Your task = Reproduce verbatim the lines below, starting at the line that contains "Annotate the bird in" and ending at the line that contains "Annotate the blue water", with both of those lines included.

─── Provided data ───

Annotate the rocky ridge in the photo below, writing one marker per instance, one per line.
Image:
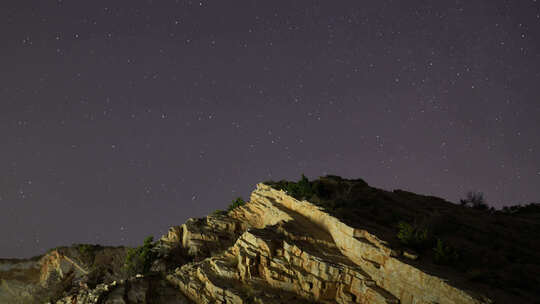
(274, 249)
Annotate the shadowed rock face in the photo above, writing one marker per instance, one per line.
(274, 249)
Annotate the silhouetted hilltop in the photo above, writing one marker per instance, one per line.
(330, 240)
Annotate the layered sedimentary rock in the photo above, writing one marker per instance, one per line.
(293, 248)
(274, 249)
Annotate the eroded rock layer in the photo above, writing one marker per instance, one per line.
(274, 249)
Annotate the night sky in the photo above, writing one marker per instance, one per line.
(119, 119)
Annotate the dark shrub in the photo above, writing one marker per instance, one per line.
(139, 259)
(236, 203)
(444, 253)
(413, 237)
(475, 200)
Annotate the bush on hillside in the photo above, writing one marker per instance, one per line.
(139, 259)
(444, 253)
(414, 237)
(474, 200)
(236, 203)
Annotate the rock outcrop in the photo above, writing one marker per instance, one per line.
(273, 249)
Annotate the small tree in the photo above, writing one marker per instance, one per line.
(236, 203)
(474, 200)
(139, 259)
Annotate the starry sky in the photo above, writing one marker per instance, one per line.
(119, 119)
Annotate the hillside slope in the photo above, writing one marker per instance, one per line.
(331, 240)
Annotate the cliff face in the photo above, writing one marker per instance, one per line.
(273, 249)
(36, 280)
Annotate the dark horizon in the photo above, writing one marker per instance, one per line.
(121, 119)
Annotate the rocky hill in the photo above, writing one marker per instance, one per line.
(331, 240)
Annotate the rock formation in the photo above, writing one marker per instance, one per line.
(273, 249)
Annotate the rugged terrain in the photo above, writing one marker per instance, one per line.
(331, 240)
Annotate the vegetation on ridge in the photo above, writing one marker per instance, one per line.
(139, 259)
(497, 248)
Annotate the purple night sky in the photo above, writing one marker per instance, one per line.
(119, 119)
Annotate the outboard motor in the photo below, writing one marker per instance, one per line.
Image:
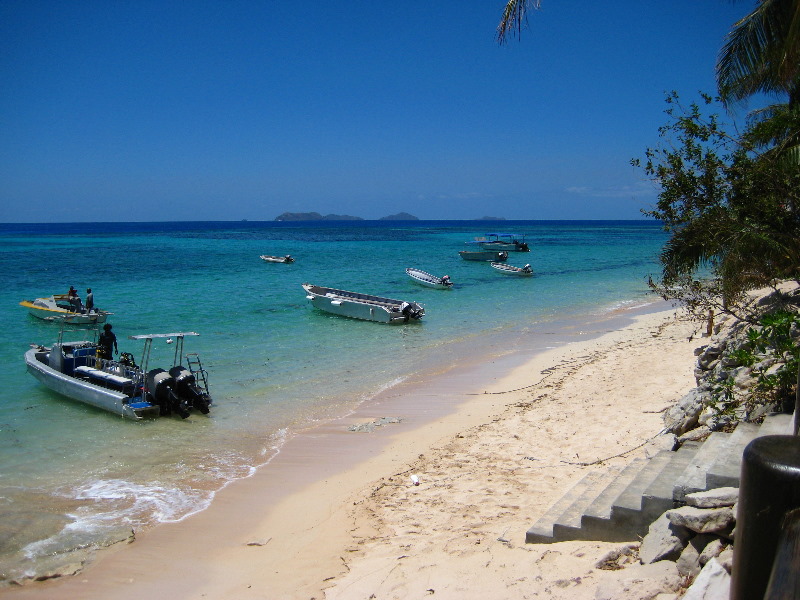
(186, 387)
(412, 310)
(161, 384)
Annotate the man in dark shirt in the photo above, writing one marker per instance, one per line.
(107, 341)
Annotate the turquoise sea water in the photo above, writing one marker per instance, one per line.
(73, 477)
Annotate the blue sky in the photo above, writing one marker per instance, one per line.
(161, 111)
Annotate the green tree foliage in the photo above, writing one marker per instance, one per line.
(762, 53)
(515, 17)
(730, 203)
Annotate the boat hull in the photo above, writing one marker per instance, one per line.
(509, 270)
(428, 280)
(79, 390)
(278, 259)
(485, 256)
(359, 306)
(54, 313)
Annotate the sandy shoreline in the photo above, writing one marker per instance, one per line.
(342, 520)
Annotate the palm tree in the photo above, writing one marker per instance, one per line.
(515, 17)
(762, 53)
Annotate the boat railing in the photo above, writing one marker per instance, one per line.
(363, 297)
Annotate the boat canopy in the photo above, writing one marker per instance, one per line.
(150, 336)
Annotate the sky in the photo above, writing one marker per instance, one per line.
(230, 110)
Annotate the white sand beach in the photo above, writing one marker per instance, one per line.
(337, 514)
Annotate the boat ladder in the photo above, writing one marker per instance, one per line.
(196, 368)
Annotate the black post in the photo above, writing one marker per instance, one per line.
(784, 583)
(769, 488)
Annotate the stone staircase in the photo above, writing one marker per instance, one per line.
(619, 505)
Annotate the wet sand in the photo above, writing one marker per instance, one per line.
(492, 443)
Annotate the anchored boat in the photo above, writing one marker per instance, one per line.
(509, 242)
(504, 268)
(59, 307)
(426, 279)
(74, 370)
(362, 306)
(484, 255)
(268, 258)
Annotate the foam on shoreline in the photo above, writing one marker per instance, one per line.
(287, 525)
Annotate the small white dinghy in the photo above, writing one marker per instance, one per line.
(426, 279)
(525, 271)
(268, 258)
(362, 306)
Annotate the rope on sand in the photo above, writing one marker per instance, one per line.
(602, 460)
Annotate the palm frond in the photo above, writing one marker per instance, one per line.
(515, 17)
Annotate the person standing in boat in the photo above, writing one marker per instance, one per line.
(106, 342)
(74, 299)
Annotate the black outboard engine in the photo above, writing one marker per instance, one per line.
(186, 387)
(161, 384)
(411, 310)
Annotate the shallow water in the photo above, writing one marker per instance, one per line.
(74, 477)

───
─── Provided data ───

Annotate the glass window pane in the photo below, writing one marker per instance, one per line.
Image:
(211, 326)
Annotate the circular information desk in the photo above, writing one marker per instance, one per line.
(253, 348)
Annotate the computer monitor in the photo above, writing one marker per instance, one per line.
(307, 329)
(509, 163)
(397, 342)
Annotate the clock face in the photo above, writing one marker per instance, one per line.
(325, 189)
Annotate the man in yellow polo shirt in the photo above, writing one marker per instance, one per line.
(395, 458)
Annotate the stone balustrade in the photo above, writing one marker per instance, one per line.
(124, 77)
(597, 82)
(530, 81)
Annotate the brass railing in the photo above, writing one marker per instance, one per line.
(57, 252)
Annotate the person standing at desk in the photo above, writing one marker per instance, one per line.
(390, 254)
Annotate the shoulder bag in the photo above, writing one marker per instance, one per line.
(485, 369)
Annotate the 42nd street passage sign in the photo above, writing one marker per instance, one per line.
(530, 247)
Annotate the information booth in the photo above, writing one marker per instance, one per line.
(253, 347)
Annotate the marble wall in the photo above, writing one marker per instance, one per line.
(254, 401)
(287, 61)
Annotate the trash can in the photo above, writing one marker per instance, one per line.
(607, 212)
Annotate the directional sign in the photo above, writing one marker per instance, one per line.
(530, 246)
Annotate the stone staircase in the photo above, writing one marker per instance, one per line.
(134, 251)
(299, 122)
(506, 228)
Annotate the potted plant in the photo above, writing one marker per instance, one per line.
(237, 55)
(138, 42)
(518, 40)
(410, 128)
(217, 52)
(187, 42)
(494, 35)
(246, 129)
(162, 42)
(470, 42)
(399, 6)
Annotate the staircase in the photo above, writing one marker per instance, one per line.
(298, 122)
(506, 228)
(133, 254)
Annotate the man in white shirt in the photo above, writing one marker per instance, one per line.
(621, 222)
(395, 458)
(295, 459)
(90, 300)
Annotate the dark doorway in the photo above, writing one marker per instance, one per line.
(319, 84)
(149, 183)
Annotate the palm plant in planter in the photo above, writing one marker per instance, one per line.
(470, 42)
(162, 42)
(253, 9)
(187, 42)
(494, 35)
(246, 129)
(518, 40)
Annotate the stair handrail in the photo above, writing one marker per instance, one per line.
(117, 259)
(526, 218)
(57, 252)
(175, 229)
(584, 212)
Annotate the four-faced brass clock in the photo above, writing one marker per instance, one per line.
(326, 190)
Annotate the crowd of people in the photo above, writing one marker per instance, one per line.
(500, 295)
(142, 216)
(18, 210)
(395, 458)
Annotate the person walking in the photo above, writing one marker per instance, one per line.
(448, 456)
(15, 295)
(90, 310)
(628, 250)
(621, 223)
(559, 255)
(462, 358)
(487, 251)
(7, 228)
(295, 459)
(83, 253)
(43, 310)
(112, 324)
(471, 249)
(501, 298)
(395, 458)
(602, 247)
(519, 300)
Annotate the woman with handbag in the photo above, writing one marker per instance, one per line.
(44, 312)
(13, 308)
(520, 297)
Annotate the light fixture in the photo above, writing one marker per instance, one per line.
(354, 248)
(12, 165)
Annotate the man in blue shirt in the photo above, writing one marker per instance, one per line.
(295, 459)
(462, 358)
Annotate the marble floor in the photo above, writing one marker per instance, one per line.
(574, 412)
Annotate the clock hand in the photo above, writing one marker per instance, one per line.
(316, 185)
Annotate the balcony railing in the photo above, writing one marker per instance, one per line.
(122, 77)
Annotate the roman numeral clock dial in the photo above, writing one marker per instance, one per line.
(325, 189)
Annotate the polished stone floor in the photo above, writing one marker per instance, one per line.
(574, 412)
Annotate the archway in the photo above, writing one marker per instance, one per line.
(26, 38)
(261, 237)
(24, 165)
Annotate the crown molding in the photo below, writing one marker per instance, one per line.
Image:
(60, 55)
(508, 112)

───
─── Provided data ───

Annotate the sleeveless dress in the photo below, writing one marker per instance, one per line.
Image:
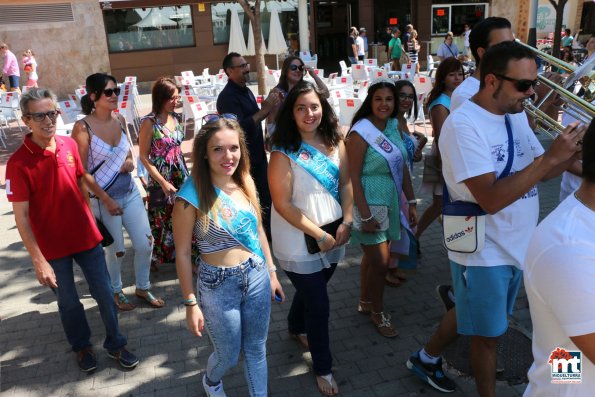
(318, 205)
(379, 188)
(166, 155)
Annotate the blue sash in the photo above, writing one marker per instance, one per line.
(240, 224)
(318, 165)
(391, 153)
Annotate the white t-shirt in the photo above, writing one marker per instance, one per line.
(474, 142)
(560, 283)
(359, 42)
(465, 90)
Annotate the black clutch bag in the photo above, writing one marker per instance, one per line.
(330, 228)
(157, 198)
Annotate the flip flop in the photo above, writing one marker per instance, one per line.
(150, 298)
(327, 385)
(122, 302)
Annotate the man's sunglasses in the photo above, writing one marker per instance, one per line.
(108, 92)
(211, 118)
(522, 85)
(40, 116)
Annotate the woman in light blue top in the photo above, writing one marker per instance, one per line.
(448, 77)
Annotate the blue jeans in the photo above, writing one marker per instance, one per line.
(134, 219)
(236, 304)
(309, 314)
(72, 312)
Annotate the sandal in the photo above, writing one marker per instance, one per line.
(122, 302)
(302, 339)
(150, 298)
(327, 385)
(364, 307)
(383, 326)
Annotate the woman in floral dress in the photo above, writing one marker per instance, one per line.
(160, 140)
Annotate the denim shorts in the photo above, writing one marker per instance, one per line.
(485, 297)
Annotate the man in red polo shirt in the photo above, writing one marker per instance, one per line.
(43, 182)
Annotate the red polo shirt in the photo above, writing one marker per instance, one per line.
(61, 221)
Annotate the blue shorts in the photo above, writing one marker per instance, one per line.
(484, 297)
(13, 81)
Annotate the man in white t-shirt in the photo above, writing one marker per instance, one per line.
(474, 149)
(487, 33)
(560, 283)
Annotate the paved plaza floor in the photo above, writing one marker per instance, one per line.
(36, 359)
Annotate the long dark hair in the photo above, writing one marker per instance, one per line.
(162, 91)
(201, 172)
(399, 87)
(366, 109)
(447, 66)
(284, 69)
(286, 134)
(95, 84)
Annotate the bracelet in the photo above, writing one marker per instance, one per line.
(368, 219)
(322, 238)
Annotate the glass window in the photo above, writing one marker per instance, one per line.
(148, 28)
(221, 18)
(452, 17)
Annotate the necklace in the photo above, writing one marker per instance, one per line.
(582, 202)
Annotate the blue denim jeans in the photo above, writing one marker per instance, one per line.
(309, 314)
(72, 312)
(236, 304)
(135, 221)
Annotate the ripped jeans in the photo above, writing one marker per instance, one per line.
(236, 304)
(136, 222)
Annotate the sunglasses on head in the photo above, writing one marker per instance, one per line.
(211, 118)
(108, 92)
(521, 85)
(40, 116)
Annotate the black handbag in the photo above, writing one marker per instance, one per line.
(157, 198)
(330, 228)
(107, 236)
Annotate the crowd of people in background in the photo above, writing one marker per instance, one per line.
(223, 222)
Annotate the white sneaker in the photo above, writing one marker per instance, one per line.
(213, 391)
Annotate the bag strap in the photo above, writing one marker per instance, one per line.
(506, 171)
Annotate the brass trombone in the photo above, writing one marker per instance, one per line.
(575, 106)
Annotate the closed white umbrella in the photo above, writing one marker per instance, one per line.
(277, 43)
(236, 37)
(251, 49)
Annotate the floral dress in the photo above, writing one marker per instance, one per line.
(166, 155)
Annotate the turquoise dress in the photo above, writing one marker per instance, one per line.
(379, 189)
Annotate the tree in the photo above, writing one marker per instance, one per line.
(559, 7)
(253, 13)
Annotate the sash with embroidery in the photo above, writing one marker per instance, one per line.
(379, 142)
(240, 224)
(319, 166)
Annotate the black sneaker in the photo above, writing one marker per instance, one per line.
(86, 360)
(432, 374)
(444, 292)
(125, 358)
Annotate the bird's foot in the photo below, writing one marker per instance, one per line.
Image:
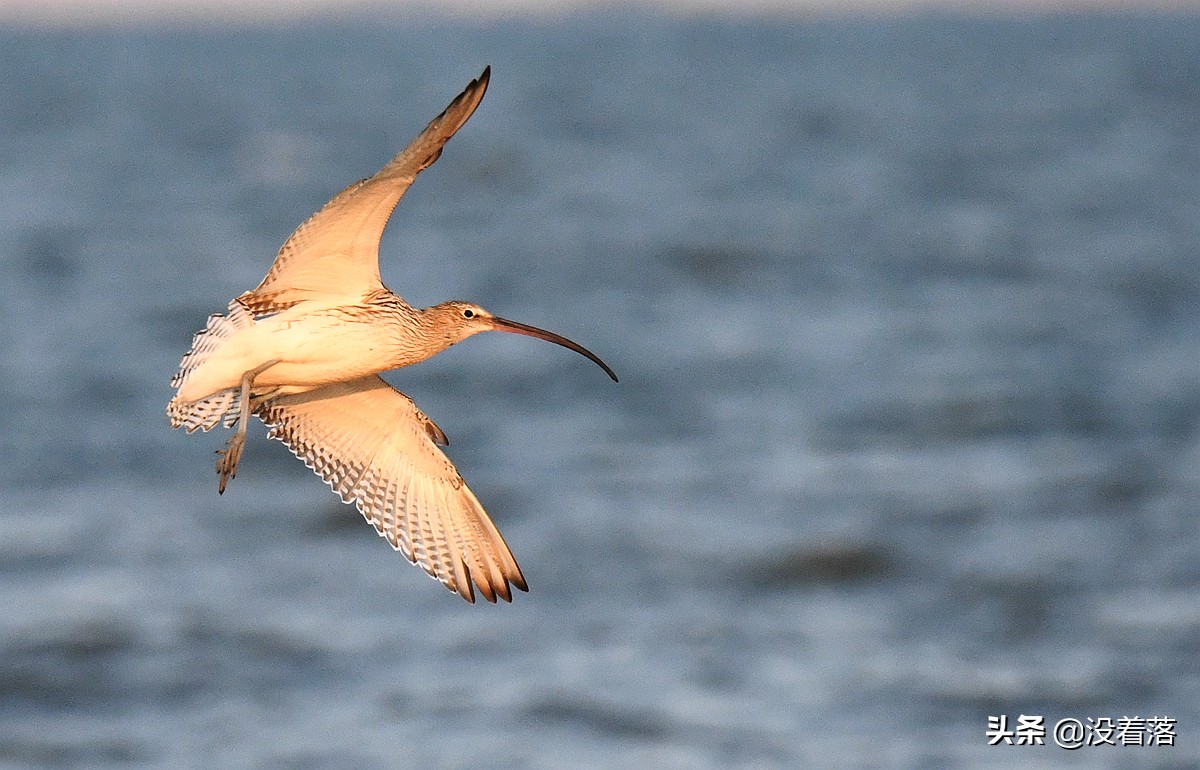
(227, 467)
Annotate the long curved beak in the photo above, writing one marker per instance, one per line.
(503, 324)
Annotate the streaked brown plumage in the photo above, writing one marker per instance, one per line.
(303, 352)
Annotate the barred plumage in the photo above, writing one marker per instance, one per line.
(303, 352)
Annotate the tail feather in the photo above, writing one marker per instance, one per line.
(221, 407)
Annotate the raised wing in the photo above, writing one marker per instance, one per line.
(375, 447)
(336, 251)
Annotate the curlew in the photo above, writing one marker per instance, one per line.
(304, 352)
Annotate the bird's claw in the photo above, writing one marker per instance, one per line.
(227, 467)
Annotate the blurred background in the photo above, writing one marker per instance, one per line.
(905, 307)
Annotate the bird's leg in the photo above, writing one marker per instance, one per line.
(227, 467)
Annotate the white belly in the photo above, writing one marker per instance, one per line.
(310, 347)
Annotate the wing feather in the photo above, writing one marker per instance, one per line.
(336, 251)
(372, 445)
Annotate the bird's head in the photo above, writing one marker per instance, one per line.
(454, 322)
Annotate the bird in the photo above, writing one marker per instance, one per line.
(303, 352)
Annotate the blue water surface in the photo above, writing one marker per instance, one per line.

───

Problem solution =
Annotate the bird in the photo above, writing one marker per instance, one per line.
(303, 352)
Annotate the blue water surface in the photo above, writing one marker per instance, one per line.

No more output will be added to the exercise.